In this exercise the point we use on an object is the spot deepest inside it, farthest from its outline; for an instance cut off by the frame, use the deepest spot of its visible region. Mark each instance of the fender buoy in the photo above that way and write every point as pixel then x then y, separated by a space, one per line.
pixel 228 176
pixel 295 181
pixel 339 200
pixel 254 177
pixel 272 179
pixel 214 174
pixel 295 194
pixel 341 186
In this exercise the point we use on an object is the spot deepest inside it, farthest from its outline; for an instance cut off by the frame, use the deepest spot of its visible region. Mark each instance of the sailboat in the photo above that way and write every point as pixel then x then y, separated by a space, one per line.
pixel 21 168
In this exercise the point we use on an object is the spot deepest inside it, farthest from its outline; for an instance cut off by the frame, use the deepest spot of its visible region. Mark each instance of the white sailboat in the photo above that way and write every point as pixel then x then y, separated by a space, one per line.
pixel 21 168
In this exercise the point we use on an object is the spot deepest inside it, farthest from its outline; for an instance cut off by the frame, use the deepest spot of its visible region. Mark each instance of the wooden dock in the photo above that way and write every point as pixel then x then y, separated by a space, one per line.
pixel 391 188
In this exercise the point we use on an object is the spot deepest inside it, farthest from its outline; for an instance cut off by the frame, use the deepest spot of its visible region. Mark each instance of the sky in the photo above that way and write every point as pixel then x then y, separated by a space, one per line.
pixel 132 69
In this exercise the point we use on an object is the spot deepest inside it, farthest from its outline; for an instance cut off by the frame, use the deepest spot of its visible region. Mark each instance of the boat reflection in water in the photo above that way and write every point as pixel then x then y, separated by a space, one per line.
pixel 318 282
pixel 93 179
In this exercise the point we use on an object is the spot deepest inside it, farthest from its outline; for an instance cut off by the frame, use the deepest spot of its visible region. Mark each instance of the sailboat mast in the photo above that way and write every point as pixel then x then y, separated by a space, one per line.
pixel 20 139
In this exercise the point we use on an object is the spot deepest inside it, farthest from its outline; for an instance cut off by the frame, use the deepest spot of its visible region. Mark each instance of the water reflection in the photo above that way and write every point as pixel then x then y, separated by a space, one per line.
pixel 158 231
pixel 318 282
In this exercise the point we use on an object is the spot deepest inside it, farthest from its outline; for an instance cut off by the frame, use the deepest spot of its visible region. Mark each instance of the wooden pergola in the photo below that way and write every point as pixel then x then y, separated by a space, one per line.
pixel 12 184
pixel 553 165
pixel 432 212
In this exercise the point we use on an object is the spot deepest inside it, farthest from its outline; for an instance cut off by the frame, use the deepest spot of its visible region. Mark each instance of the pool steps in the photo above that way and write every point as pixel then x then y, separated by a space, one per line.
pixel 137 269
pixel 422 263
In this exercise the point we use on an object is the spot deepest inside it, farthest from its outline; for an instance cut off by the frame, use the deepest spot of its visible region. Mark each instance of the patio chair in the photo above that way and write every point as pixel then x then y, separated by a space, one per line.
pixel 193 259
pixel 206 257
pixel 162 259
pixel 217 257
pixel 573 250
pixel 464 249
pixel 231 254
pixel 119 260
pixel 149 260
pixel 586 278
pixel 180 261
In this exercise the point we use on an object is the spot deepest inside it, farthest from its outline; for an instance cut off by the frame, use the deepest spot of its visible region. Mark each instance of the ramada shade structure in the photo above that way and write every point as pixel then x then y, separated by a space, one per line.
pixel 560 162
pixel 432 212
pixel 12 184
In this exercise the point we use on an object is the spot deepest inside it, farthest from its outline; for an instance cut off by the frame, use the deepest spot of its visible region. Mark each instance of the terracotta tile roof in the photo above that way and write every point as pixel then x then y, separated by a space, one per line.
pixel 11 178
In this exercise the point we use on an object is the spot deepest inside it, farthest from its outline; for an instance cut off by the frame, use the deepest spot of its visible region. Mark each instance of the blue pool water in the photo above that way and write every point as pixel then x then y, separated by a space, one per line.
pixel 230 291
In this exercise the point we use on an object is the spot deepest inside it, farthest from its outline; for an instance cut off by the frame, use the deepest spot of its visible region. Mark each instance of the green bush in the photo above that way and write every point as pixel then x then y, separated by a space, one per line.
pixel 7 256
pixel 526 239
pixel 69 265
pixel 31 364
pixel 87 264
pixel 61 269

▸ **Do this**
Rewrite every line of all the records above as a numbered list, leaving out any blank lines.

▸ **Expected answer**
1. In this exercise the point we use on an object is the spot deepest inside it, farthest from its outline; for an instance cut off by the frame, use the deepest spot of its visible region. Mark each instance of the fender buoy in the photo above that way and write every point as pixel then x then y, separated by a space, one per line.
2. pixel 228 176
3. pixel 295 181
4. pixel 339 200
5. pixel 254 177
6. pixel 272 179
7. pixel 214 174
8. pixel 295 194
9. pixel 341 186
10. In this exercise the point we use on an object is the spot deepest inside it, farthest from its outline; for an instance cut off by the frame, use the deepest spot of its visible region. Mark each instance of the sailboat in the photo above that way and write every point as pixel then x then y, separated by a space, one per line.
11. pixel 21 168
12. In this exercise the point we use on an object is the spot deepest inside it, farthest from its outline; for an instance cut off by the frame, use the deepest spot of its visible region. Mark each instance of the white sailboat in the photo above that way and write every point as pixel then x then y, separated by a space, one per line.
13. pixel 21 168
14. In this exercise the point we use on an object is the spot deepest inside it, farthest from its outline; for an instance cut off by the frame, use the deepest spot of its visible region. Mark each instance of the wooden dock in the photo above that way and write every point as pixel then x then y, separated by a space, one per line.
15. pixel 391 188
16. In this exercise the point we use on an object is the spot deepest inside it, farthest from its outline; for an instance cut off by the frame, use the deepest spot of its visible region. Mark each instance of the sky in the photo above that way and write every point as pixel then x then y, separated by a space, one per line.
17. pixel 132 69
18. In this exercise the point we use on an object is the spot deepest inside it, farthest from its outline; for an instance cut off by the frame, use the deepest spot of its visible region. Mark each instance of the boat reflection in water in the photo above that way and write every point as pixel then x then y, separated by a space, one per line.
19. pixel 318 282
20. pixel 93 179
21. In this exercise the point we use on an object is the spot deepest inside it, farthest from its outline; for an instance cut off by the frame, use the deepest spot of its visible region. Mark each instance of the sailboat mast in the photo above that way and write every point as pixel then x then y, separated by a space, one per line.
22. pixel 20 139
23. In this exercise the point we use on an object is the spot deepest inside it, farthest from its outline; for an instance cut off by the frame, use the deepest spot of its visible region. Mark each instance of the water reflection in the photo above that way and write every point as pixel then x then y, separated by a space, one per line.
24. pixel 158 231
25. pixel 318 282
26. In this exercise the point we use on an object is the spot deepest inside it, farthest from its outline; for an instance cut off by the frame, use the deepest spot of its visible region. Mark each instance of the wooden pergola in the photo below that way and write every point as pixel then x then y, separated by a space, one per line.
27. pixel 12 184
28. pixel 553 165
29. pixel 432 212
30. In this exercise the point we use on an object is the spot deepest inside it, farthest from its outline; for an instance cut off by the frame, use the deepest spot of its visible region. Mark each instance of the pool steps in the photo above that way and write every point as pixel then x then y, separated by a space, one per line.
31. pixel 137 269
32. pixel 422 263
33. In this exercise the point we use on an object is the spot deepest inside it, farthest from its outline; for an instance cut off by the frame, use the deepest spot of its visible region. Mark each instance of the patio chair in the photo above that way and write every point as pixel then x then y, separated by a space, one per line.
34. pixel 193 259
35. pixel 206 257
36. pixel 162 259
37. pixel 217 257
38. pixel 573 250
39. pixel 464 249
40. pixel 231 254
41. pixel 119 260
42. pixel 149 260
43. pixel 586 278
44. pixel 180 261
45. In this exercise the point we use on an object is the spot deepest inside it, farthest from its outline; for an instance cut off by the frame, use the deepest spot of its visible region. Mark each instance of the ramada shade structure in the photo above that way and write every point as pixel then x then y, separated by a space, one per line.
46. pixel 560 162
47. pixel 432 212
48. pixel 12 184
49. In this exercise the point we use on an object is the spot deepest inside it, farthest from its outline; for an instance cut off by the frame, use the deepest spot of its visible region. Mark each instance of the terracotta tile roof in the photo above that way and write every point as pixel then x then y, separated by a space, one per line.
50. pixel 11 178
51. In this exercise the point we use on an object is the spot deepest inside it, farthest from its outline; for an instance cut off by the frame, use the deepest spot of its visible region. Mark each instance of the blue pool water in the photo above that way and write every point as pixel then x then y, separated by a space, one per line.
52. pixel 230 291
53. In this exercise the point we use on an object is the spot deepest inside it, farthest from its outline; for an instance cut off by the frame, use the deepest spot of its visible region. Mark each instance of the green bush in the photo above that way and write every point as pixel then x then y, separated by a space, one per line.
54. pixel 7 256
55. pixel 526 239
56. pixel 69 265
57. pixel 31 364
58. pixel 87 264
59. pixel 61 269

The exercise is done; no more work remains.